Identification of determinants of substrate and reaction specificity of 1-aminocyclopropane-1-carboxylate synthase and 7,8-diaminopelargonic acid synthase

1-Aminocyclopropane-1-carboxylate (ACC) synthase and 7,8-diaminopelargonic acid (DAPA) synthase are pyridoxal 5'-phosphate (PLP)-dependent enzymes that utilize the same substrate, S-adenosyl- L-methionine (SAM), but yield different products. The former produces ACC by alpha,gamma-elimination, while the latter makes S-adenosyl-4-methylthio-2-oxobutanoate by transamination. The mechanisms of these two reactions are the same up to the formation of a quinonoid intermediate, from which they diverge. The active-site topology of the enzyme-intermediate complexes decides this pathway bifurcation. ACC synthase-catalyzed transamination is prevented by exclusion of water from the active site during turnover, while the elimination reaction is favored by stabilization of the reactive quinonoid intermediate and the transition state leading from it to product.;The substrate specificities of these two enzymes are also explored. Both exhibit high pKa values for the enzyme-PLP aldimine, which are necessary to complement the low pKa's of the substrates. This high enzyme pKa contributes to the low reactivity towards proteinogenic amino acids at physiological pH and contrasts with that of the closely related aspartate aminotransferase. Active site residues have been identified which act to modulate the p Ka of ACC synthase.;DAPA synthase further possesses dual substrate specificity, a requirement for catalysis of transamination. This enzyme, unlike other aminotransferases, binds each of its substrates in distinct binding sites, and it is thereby able to accommodate two remarkably different structures.

Information given:

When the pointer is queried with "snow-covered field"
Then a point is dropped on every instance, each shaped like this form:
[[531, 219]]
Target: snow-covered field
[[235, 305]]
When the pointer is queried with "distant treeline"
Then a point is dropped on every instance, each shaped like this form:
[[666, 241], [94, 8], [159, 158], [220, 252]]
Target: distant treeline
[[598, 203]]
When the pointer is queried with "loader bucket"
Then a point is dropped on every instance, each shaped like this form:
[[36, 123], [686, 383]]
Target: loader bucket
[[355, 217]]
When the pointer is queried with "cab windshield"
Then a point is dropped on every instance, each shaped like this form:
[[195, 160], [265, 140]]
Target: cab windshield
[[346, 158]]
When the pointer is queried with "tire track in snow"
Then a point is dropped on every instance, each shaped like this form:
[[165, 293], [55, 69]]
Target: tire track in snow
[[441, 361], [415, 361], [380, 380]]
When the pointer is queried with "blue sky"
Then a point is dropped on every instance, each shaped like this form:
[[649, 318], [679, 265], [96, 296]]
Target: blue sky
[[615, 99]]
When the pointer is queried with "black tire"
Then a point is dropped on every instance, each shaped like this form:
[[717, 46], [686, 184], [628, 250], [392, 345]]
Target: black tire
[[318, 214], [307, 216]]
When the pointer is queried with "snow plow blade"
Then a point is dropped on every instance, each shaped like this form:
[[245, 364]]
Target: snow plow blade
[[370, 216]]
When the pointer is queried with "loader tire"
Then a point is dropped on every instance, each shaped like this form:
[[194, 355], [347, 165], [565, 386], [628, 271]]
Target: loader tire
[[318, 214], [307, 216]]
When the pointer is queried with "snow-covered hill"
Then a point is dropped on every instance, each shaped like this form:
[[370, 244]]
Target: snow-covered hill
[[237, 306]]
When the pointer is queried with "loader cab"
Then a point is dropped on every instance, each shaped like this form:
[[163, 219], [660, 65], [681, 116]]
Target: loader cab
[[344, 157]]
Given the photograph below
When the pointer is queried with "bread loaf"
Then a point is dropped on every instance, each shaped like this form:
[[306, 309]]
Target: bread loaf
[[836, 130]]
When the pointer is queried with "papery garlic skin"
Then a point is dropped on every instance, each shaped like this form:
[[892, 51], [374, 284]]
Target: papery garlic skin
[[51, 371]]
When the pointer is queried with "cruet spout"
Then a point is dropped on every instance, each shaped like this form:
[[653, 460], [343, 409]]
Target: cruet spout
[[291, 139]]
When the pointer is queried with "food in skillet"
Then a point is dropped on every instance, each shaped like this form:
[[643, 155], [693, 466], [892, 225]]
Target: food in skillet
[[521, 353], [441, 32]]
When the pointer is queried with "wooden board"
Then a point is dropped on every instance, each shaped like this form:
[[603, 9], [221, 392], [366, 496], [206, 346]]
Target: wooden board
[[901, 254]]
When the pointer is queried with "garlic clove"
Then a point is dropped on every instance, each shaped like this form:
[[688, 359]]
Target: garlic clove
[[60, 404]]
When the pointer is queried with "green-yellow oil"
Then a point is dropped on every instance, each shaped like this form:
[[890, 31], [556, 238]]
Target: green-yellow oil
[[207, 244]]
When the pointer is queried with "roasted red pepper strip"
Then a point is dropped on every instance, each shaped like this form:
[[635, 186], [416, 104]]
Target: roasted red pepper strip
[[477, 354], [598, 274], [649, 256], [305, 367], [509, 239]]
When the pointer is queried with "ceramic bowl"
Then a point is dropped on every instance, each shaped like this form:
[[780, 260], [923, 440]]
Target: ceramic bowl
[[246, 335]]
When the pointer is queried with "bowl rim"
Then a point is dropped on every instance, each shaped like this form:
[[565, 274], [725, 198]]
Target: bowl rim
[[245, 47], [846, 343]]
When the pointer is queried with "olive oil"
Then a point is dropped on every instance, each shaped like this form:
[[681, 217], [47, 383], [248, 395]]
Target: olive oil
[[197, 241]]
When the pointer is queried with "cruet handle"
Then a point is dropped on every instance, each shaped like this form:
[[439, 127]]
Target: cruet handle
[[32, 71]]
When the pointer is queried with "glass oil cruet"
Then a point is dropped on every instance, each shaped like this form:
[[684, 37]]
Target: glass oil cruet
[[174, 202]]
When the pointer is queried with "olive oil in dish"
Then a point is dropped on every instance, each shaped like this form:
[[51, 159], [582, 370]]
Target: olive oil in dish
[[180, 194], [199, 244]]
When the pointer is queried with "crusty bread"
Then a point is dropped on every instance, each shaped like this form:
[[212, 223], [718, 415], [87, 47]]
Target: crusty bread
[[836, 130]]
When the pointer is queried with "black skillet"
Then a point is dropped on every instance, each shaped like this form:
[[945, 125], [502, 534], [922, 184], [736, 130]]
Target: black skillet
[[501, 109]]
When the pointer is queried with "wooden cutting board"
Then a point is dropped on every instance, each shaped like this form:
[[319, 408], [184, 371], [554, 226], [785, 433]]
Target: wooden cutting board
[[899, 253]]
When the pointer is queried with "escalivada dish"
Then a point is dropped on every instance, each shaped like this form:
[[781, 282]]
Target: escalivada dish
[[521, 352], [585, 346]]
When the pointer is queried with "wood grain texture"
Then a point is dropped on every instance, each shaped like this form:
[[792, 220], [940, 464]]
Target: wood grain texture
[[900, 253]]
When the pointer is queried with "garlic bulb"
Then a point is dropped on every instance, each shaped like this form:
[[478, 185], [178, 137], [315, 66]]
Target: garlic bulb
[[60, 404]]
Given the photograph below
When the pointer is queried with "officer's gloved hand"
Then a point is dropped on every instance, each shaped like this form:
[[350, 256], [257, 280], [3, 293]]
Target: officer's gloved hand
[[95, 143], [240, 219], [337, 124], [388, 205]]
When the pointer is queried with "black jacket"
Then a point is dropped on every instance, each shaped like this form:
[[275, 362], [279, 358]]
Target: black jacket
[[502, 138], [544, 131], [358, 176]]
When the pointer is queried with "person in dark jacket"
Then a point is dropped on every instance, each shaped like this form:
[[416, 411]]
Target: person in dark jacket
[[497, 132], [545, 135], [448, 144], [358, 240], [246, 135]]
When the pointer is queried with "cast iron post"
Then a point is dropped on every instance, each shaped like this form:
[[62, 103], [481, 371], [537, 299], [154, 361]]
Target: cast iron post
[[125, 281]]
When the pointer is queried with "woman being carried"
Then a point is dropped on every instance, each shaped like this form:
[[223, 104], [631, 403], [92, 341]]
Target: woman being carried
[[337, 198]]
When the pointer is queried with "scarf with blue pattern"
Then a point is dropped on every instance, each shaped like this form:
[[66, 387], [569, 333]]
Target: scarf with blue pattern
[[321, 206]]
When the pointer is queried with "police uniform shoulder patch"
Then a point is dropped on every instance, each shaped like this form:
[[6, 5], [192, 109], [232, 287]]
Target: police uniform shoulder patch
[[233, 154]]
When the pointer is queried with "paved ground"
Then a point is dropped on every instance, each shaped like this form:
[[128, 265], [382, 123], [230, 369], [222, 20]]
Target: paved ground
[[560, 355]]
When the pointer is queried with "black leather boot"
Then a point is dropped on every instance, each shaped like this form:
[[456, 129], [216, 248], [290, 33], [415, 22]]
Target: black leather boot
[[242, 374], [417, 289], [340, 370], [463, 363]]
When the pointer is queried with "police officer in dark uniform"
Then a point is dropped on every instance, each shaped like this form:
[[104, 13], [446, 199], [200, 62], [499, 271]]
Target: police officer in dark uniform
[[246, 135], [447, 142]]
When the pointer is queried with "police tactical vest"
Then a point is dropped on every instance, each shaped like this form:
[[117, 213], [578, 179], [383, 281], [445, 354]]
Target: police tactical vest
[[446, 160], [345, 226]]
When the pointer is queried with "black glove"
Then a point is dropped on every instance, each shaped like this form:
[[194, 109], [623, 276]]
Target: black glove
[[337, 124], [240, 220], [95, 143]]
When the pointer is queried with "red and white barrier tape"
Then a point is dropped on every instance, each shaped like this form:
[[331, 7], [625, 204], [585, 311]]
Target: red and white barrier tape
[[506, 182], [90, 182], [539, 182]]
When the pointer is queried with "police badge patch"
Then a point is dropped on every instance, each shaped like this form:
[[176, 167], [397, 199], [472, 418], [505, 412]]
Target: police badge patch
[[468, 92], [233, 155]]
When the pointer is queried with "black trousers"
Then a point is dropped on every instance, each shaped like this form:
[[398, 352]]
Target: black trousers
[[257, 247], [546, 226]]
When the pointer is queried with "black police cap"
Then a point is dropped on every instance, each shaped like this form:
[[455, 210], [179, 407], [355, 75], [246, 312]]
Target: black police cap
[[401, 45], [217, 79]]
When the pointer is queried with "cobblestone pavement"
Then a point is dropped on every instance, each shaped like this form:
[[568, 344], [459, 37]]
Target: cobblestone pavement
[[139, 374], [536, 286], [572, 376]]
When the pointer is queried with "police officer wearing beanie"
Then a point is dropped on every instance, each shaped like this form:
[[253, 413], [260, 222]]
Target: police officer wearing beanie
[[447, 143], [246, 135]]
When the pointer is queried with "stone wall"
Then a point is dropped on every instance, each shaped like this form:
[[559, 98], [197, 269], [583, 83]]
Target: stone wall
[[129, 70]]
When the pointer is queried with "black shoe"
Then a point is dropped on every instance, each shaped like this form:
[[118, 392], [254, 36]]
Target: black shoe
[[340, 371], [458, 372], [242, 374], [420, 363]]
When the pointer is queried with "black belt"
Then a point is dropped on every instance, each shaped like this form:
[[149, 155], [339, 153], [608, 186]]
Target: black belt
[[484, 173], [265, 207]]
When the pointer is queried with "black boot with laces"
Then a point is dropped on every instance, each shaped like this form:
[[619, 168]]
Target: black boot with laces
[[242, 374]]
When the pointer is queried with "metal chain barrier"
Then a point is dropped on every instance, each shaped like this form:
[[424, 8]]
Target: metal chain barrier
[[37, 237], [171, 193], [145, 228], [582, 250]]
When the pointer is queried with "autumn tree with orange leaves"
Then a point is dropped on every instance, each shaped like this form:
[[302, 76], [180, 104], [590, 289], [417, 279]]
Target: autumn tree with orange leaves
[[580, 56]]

Instructions to follow:
List every abbreviation that the abstract on ACC synthase and DAPA synthase spells out in full, giving each with its expansion.

Result for this exercise:
- ACC: 1-aminocyclopropane-1-carboxylate
- DAPA: 7,8-diaminopelargonic acid
- PLP: pyridoxal 5'-phosphate
- SAM: S-adenosyl-L-methionine